Given exercise:
Print the rows below line for line without changing anything, but omit the picture.
╔══
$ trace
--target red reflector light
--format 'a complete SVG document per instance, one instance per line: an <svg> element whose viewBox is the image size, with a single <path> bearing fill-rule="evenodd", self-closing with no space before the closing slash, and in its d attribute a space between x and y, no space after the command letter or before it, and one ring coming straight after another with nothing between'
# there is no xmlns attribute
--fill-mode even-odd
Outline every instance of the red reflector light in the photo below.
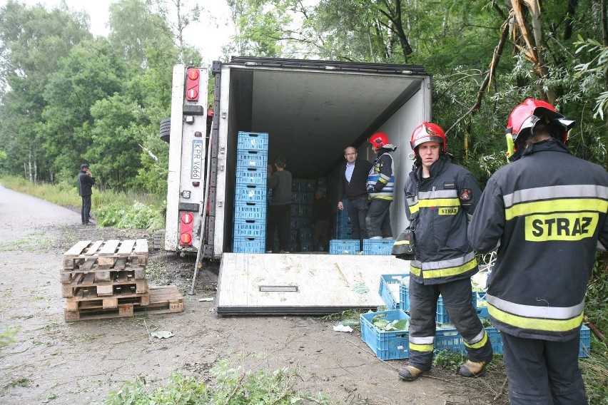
╚══
Response for this exercise:
$ trace
--target red reflector light
--format 'a complete SVG document per instance, one instance per line: an <svg> element whose viewBox is the image size, with a single <path> bearing fill-rule="evenodd", self-closing with no space before the closing slash, and in its d attribute a space between x and y, no space after the command letter or before it, and one ring coming straight after another with nothing between'
# there is no xmlns attribute
--fill-mode even-odd
Outline every instance of the red reflector light in the photo below.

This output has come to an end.